EXTRACT PROVIDED
========================
Skip to content

Warning

This is as a Lab Notebook which describes how to solve a specific problem at a specific time. Please keep this in mind as you read and use the content. Please pay close attention to the date, version information and other details.

Singularity Overlays (2022-09-24)

Singularity is a versatile tool to give researchers more flexibility installing software and running their workflows on the HPC. Most workflows don't need Singularity but it can be extremely helpful to solve certain weridly difficult problems. Some common examples for researchers using singularity on the HPC include:

  • Installing software that needs a special/different base operating system.
  • Installing software that requires administrator privileges (aka root, su and/or sudo).
  • Installing complex dependency trees (like python and R)
  • Using existing software inside a pre-built virtual machine.
  • Working with lots of tiny files on the HPC filesystems which are better designed for smaller numbers of big files.
  • Building workflows that can easily move between different resources.

NOTE This overview is specific to the High Performance Computing Center (HPCC) at Michigan State University (MSU). For a complete tutorial see the Singularity documentation. This overview assumes that you have an HPCC account and know how to navigate to and use a development node.

The remainder of this overview will walk you through the first steps in using Singularity. However, if you want to skip the details just try running the following three powertools commands. The first two will create a read/writable overlay and install miniforge. The third one will start this overlay inside a CentOS singularity image. You will only need to run the first two commands once to build the overlay file (with conda), then you can just use the third command anytime you want to start the overlay:

1
2
3
overlay_build
overlay_install_conda
overlay_start

To exit singularity just type exit.

Step 1: Get a singularity image

As a starting point we need a singularity image, also known as a container or virtual machine. You can think of a singularity image as a "software hard drive" that contains an entire operating system in a file. There are three main ways to get these images:

  1. Use one of the Singularity images already on the HPCC.
  2. Download an image form one of the many online libraries.
  3. Build your own image.

If you don't know which one of the above to use, I recommend that you pick number 1 and just use the singularity image we already have on the system.
========================
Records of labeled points
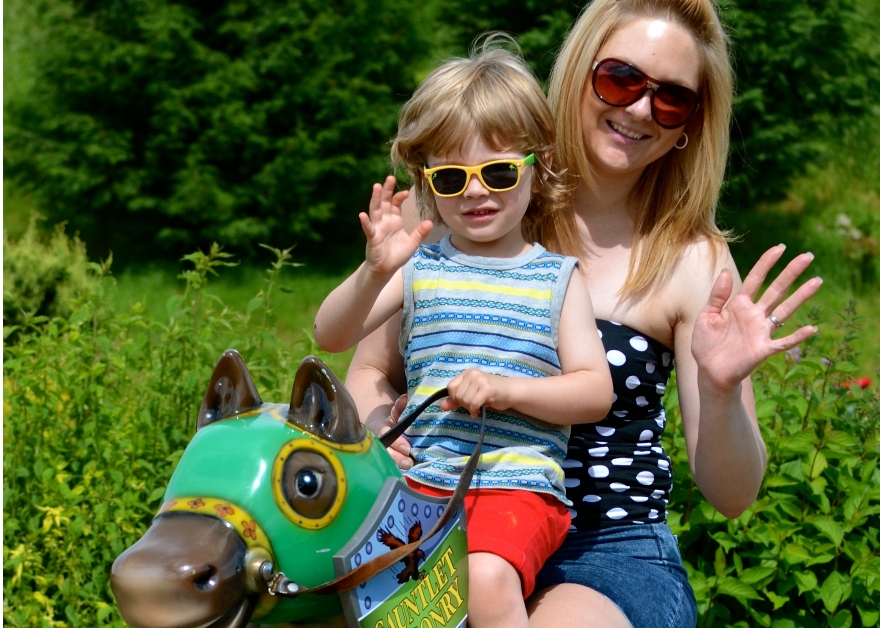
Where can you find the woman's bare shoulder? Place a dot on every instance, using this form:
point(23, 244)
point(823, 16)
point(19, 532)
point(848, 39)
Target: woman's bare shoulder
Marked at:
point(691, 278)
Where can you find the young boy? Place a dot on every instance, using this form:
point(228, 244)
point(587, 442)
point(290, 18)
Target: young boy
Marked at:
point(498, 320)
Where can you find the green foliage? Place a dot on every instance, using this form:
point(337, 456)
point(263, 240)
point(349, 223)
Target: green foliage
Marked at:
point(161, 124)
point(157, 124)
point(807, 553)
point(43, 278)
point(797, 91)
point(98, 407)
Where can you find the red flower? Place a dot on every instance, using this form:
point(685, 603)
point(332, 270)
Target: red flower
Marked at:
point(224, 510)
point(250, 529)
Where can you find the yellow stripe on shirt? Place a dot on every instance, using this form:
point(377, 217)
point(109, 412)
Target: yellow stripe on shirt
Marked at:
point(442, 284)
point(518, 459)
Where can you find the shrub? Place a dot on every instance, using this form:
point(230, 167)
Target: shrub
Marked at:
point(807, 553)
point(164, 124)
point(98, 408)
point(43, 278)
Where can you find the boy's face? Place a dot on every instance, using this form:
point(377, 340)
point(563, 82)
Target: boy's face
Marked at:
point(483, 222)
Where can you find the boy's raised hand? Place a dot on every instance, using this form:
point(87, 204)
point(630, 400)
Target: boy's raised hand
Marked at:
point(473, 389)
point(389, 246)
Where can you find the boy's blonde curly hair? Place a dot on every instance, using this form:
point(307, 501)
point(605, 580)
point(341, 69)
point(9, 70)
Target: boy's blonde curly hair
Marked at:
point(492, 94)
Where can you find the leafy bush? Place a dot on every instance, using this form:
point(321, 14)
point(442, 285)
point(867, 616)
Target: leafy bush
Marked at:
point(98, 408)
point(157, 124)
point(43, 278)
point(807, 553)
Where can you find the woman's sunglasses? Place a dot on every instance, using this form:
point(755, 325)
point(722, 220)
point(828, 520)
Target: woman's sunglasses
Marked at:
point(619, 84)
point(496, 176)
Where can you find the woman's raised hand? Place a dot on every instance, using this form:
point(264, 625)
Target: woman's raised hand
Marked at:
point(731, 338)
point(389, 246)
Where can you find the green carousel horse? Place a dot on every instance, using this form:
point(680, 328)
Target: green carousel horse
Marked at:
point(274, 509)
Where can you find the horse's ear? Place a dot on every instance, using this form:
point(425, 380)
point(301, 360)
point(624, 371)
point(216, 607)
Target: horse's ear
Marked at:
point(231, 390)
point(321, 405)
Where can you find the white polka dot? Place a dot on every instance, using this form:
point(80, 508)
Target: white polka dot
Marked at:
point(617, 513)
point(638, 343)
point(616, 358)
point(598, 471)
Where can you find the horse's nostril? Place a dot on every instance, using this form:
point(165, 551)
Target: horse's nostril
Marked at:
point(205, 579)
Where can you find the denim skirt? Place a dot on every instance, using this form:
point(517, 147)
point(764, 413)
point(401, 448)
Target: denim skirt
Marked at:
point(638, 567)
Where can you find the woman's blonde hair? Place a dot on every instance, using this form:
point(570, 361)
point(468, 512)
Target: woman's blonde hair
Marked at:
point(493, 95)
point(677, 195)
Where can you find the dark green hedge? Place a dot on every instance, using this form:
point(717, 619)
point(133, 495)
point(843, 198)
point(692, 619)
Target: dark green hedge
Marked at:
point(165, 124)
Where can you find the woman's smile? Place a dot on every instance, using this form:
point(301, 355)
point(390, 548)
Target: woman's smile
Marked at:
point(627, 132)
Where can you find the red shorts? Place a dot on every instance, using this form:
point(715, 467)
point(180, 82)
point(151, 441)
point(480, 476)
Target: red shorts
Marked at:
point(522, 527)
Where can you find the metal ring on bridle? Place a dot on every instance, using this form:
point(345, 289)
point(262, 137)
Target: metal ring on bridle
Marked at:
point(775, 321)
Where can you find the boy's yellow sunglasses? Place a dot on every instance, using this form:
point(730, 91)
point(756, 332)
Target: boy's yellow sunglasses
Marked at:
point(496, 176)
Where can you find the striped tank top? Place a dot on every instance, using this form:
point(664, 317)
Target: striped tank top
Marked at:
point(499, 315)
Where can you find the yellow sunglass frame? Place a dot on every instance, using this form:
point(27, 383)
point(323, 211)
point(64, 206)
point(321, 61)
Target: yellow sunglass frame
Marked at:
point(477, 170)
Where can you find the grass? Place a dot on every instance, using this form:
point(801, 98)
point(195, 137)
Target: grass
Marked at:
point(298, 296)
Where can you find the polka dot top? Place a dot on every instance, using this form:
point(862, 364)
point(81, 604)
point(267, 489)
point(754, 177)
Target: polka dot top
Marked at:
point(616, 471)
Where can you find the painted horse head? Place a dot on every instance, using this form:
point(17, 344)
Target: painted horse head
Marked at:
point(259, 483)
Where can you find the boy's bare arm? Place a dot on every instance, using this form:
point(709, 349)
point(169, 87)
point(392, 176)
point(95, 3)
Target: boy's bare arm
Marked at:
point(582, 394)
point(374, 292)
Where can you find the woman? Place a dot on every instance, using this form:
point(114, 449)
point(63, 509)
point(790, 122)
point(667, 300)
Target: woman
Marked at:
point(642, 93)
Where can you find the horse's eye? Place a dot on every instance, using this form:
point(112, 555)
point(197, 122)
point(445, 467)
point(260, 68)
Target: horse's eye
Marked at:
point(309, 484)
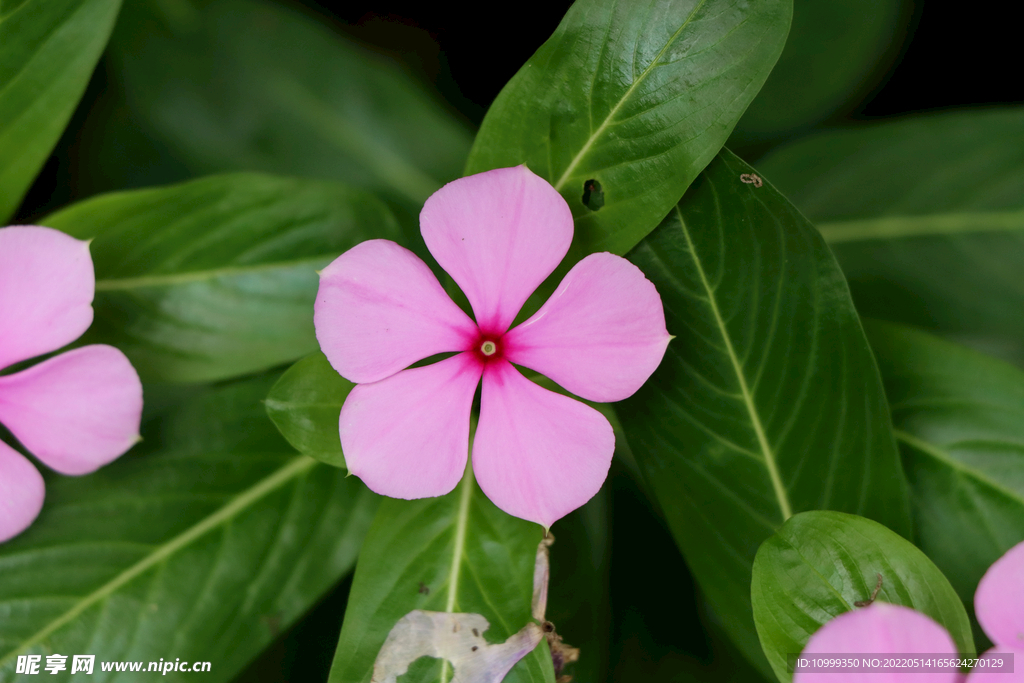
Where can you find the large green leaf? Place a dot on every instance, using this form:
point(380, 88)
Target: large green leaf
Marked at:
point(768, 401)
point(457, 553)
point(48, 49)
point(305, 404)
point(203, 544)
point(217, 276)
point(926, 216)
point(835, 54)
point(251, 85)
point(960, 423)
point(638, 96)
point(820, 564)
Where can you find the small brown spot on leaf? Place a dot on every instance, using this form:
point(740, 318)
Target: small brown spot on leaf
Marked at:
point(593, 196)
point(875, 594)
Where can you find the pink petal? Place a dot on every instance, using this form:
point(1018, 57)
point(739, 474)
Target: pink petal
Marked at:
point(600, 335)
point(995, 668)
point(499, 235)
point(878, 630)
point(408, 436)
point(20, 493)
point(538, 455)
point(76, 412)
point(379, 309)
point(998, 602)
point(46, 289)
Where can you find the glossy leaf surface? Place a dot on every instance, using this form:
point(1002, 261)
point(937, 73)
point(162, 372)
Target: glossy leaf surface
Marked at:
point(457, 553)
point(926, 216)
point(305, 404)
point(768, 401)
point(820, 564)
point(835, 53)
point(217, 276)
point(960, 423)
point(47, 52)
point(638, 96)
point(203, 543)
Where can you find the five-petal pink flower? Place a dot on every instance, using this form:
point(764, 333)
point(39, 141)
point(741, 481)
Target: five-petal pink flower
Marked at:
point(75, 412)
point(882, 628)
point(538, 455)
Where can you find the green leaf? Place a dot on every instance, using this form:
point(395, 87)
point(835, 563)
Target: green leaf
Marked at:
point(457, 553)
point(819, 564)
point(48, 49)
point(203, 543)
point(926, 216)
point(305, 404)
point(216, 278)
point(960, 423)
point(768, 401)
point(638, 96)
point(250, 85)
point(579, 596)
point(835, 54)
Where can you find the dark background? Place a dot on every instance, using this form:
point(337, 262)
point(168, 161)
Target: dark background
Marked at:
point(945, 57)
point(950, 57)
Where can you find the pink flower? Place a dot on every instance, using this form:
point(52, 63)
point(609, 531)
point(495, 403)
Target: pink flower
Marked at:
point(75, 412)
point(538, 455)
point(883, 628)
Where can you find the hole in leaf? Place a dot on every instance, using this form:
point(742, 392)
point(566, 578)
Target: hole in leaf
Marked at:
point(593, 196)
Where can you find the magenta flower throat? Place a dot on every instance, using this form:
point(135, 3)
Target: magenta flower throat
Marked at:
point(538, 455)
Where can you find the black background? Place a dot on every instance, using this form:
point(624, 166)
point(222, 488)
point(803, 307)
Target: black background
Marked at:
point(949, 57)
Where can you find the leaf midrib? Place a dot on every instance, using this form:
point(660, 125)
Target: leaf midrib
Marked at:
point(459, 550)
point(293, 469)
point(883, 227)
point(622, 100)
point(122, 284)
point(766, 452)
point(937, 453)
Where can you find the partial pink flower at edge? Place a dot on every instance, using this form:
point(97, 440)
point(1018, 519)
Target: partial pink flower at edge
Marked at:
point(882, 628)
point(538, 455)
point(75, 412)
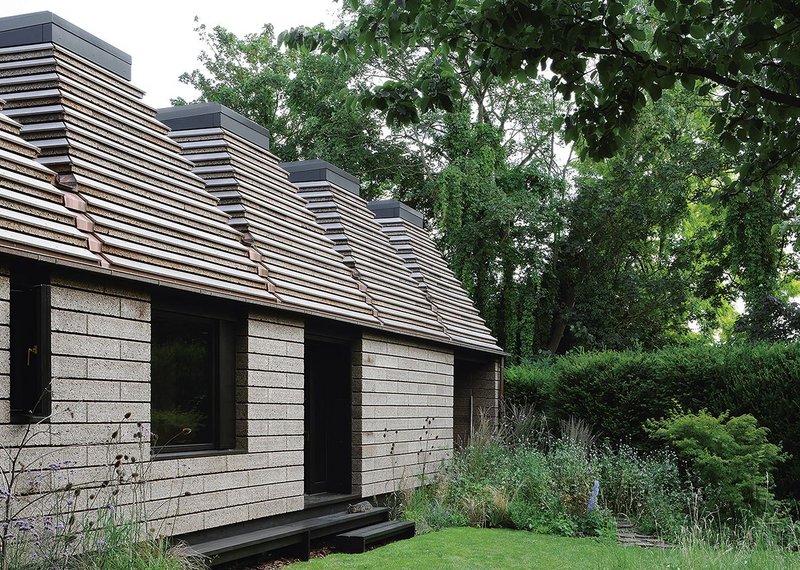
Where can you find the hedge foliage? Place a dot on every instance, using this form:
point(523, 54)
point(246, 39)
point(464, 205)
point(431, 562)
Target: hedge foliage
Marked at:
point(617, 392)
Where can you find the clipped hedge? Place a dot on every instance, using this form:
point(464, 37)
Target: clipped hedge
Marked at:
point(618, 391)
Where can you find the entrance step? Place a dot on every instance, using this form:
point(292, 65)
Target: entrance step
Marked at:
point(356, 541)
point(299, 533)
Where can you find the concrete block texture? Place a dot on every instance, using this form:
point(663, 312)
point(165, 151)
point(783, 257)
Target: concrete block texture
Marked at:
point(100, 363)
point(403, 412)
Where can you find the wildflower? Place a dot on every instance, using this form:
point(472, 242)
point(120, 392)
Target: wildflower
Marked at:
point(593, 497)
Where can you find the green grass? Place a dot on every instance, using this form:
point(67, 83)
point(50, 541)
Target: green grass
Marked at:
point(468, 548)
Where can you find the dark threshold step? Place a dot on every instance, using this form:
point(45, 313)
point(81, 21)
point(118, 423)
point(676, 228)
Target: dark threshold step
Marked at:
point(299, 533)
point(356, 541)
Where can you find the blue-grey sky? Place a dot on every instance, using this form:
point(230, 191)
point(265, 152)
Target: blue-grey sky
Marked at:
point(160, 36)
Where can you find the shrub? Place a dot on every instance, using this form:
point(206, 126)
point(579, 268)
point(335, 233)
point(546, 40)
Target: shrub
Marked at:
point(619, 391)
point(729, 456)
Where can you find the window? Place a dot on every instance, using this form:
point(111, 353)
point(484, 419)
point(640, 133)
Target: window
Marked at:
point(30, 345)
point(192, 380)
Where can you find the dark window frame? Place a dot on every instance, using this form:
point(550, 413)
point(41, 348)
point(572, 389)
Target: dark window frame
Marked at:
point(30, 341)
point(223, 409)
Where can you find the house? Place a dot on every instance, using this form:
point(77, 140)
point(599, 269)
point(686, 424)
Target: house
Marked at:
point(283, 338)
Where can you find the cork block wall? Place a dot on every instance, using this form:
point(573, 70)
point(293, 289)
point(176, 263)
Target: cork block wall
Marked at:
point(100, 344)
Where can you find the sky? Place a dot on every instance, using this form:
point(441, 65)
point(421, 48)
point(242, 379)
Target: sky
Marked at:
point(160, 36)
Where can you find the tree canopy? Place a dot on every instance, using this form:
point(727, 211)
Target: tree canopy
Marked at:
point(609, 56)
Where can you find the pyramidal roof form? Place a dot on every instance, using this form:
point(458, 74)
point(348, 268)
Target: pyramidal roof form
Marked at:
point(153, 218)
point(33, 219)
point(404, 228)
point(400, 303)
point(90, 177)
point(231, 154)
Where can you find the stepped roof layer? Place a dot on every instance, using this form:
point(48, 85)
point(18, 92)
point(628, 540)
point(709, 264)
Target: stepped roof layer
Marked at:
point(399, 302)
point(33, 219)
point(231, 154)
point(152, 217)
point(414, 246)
========================
GIVEN TASK 1
Answer these questions using the Singularity overlays page:
(a) Which powertools command starts the overlay inside a CentOS singularity image?
(b) What do you type to exit singularity?
(c) If you don't know which way to get an image, which option does the page recommend?
GIVEN TASK 2
Reproduce the part of the listing that opens with the line containing "Where can you find the dark threshold" and closes with the line containing "point(192, 380)". Include both of those lines.
The Singularity overlays page and the listing come from unrelated sources.

EXERCISE SOLUTION 1
(a) overlay_start
(b) exit
(c) Number 1: use one of the Singularity images already on the HPCC.

EXERCISE SOLUTION 2
Where can you find the dark threshold step? Place a dot on every instance, using this form:
point(45, 313)
point(81, 21)
point(118, 423)
point(676, 228)
Target: dark threshold step
Marked at:
point(299, 533)
point(356, 541)
Where can you find the blue-grey sky? Place a dot on every instance, using this form:
point(230, 191)
point(265, 152)
Target: blue-grey sky
Marked at:
point(160, 36)
Where can you find the shrub? Place a dot on every instance, using this form:
point(206, 126)
point(579, 268)
point(335, 233)
point(546, 40)
Target: shrub
Marked at:
point(619, 391)
point(729, 456)
Where can you find the window? Place a dot on every instance, using this form:
point(111, 353)
point(484, 419)
point(640, 133)
Target: window
Marked at:
point(30, 345)
point(192, 380)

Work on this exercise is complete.